Stated task -> Present every line of the material below as a numbered list, skipping blank lines and omitting the pictures.

Provided data ->

--- Begin ---

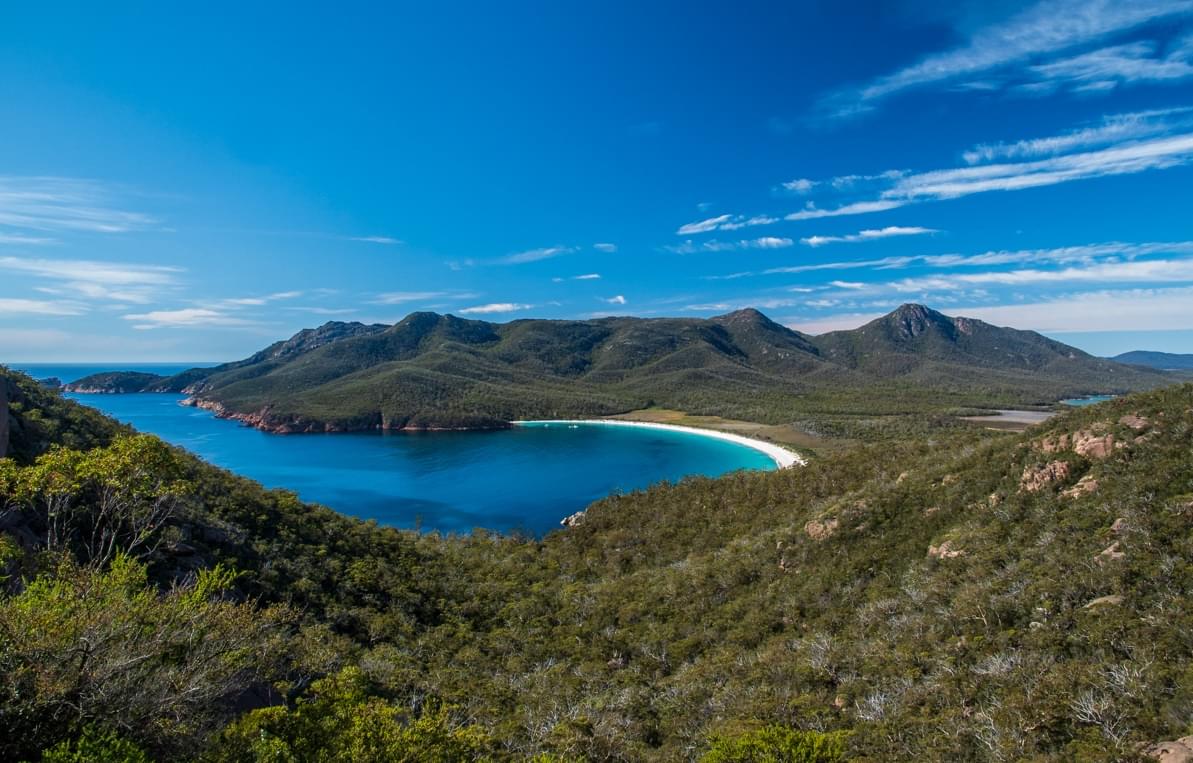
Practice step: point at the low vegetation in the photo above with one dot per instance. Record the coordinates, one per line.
(953, 595)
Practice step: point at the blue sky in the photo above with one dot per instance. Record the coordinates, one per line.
(178, 185)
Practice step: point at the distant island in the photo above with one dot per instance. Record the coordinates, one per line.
(437, 371)
(1163, 361)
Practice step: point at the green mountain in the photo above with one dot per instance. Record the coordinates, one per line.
(971, 596)
(433, 371)
(1163, 361)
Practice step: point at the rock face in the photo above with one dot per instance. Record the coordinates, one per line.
(818, 529)
(1036, 478)
(1180, 751)
(4, 417)
(1093, 445)
(1085, 487)
(945, 551)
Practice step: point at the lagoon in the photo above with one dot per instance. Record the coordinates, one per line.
(520, 479)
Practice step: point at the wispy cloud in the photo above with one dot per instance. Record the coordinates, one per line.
(123, 281)
(704, 225)
(1096, 310)
(495, 308)
(317, 310)
(1059, 255)
(382, 240)
(248, 302)
(765, 242)
(402, 297)
(1117, 160)
(185, 317)
(65, 204)
(869, 235)
(39, 306)
(535, 255)
(29, 241)
(1046, 29)
(857, 208)
(1112, 129)
(799, 185)
(1111, 67)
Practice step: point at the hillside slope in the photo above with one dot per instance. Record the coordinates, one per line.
(432, 371)
(974, 596)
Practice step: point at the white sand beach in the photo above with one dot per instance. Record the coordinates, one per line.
(782, 457)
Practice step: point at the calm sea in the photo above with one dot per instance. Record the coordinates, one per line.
(519, 479)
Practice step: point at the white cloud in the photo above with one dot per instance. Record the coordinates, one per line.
(535, 255)
(316, 310)
(121, 281)
(248, 302)
(1147, 271)
(857, 208)
(765, 242)
(869, 235)
(38, 306)
(1106, 310)
(1125, 159)
(63, 204)
(1112, 129)
(1061, 255)
(382, 240)
(29, 241)
(1048, 28)
(402, 297)
(1110, 67)
(185, 317)
(495, 306)
(799, 185)
(704, 225)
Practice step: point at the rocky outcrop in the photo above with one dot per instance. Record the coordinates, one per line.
(4, 417)
(1104, 601)
(821, 529)
(1179, 751)
(945, 551)
(1036, 478)
(1092, 445)
(1133, 421)
(1085, 487)
(1111, 553)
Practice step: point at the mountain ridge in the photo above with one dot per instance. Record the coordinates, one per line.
(432, 371)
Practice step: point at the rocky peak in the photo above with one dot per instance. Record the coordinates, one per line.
(913, 320)
(313, 339)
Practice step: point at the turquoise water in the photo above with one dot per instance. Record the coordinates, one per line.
(1087, 401)
(518, 479)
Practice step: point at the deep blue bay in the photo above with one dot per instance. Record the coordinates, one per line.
(526, 478)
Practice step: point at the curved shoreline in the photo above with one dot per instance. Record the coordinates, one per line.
(782, 457)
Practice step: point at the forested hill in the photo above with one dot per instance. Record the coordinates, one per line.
(972, 596)
(443, 371)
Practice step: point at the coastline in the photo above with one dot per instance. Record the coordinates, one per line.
(782, 457)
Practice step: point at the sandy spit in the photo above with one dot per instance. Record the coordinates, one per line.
(782, 457)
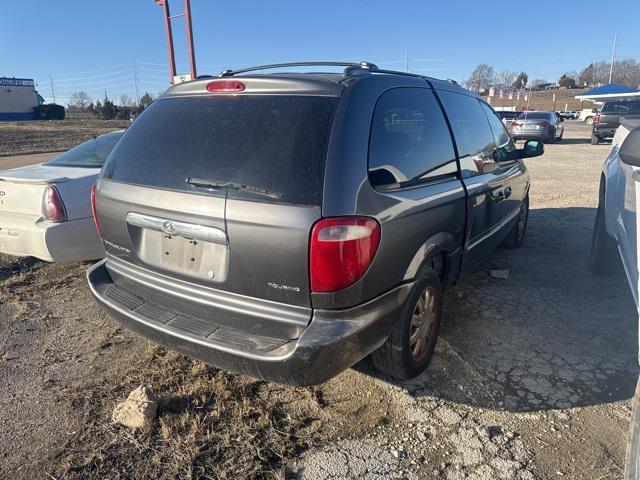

--- End ---

In response ->
1. Practice step: point at the low vegetation in the photo above with one dot per instance. Record the coordinates, one per line.
2. (953, 595)
3. Practice step: point at the blue sky in the photo above with one dot per instance. Record the coordinates, one per line.
4. (178, 185)
5. Practice step: point at the distant island in the photo above with one dot per instance. Record the coordinates, one per line.
6. (437, 371)
7. (1163, 361)
8. Practice step: point at the green mountain in the photo above with one dot per instance. Record the coordinates, one per line.
9. (971, 596)
10. (433, 371)
11. (1163, 361)
12. Practice step: point at the rock face in the photo above with one dot per instance. Record the coordinates, one per line.
13. (818, 529)
14. (1036, 478)
15. (1180, 751)
16. (4, 417)
17. (1093, 445)
18. (1085, 487)
19. (945, 551)
20. Practice step: point at the lagoon in the photo above with one dot per instance. Record the coordinates, one per line.
21. (520, 479)
22. Practice step: point at the wispy cloud in the photo above with one dot per instance. Record the coordinates, one per line.
23. (123, 281)
24. (704, 225)
25. (1096, 310)
26. (495, 308)
27. (317, 310)
28. (1059, 255)
29. (382, 240)
30. (248, 302)
31. (765, 242)
32. (402, 297)
33. (1117, 160)
34. (185, 317)
35. (65, 204)
36. (869, 235)
37. (39, 306)
38. (535, 255)
39. (29, 241)
40. (1046, 29)
41. (857, 208)
42. (1112, 129)
43. (799, 185)
44. (1111, 67)
45. Practice step: point at the hillside slope in the photo above with one dot per instance. Record the coordinates, one per line.
46. (432, 371)
47. (974, 596)
48. Practice step: point at the white sand beach in the photo above with one dot per instance. Record the coordinates, one per line.
49. (782, 457)
50. Practice step: point at the calm sea in the photo above with one dot per instance. Record the coordinates, one per line.
51. (519, 479)
52. Practice step: point at the white cloud in the photo above with one dot per instance. Record the coordinates, one per line.
53. (535, 255)
54. (316, 310)
55. (121, 281)
56. (248, 302)
57. (1147, 271)
58. (857, 208)
59. (765, 242)
60. (869, 235)
61. (38, 306)
62. (1106, 310)
63. (1125, 159)
64. (63, 204)
65. (1112, 129)
66. (1061, 255)
67. (382, 240)
68. (29, 241)
69. (1048, 28)
70. (402, 297)
71. (1110, 67)
72. (185, 317)
73. (495, 306)
74. (799, 185)
75. (704, 225)
76. Practice step: point at the rocky outcrop in the photo above with one dot per instance. Record the coordinates, one per line.
77. (4, 417)
78. (1104, 601)
79. (821, 529)
80. (1179, 751)
81. (945, 551)
82. (1036, 478)
83. (1092, 445)
84. (1133, 421)
85. (1085, 487)
86. (1111, 553)
87. Practice step: point at the mountain ridge in the photo above with one dot per instance. Record the coordinates, one per line.
88. (432, 371)
89. Practice step: point at the rocky peak in the photo above with one dot per instance. Record the coordinates, one per line.
90. (913, 320)
91. (313, 339)
92. Practice step: point at the turquoise water in the photo above with one dot per instance. Record the coordinates, one per line.
93. (1087, 401)
94. (518, 479)
95. Practice step: point at the deep blue bay in the photo above with one dot per instance. Record the coordinates, one per line.
96. (526, 478)
97. Practice step: point at the curved shoreline in the photo above with one dot per instance. Record the coordinates, one per line.
98. (782, 457)
99. Practice step: point at the forested hill in the photo above with one dot per instance. Record the coordinates, one per line.
100. (972, 596)
101. (443, 371)
102. Practice step: point at the coastline in the photo above with one dot per instance. Record the coordinates, one per line.
103. (782, 457)
104. Practice step: point at the sandy spit in the photo above with one dot per instance. Record the coordinates, one per line.
105. (782, 457)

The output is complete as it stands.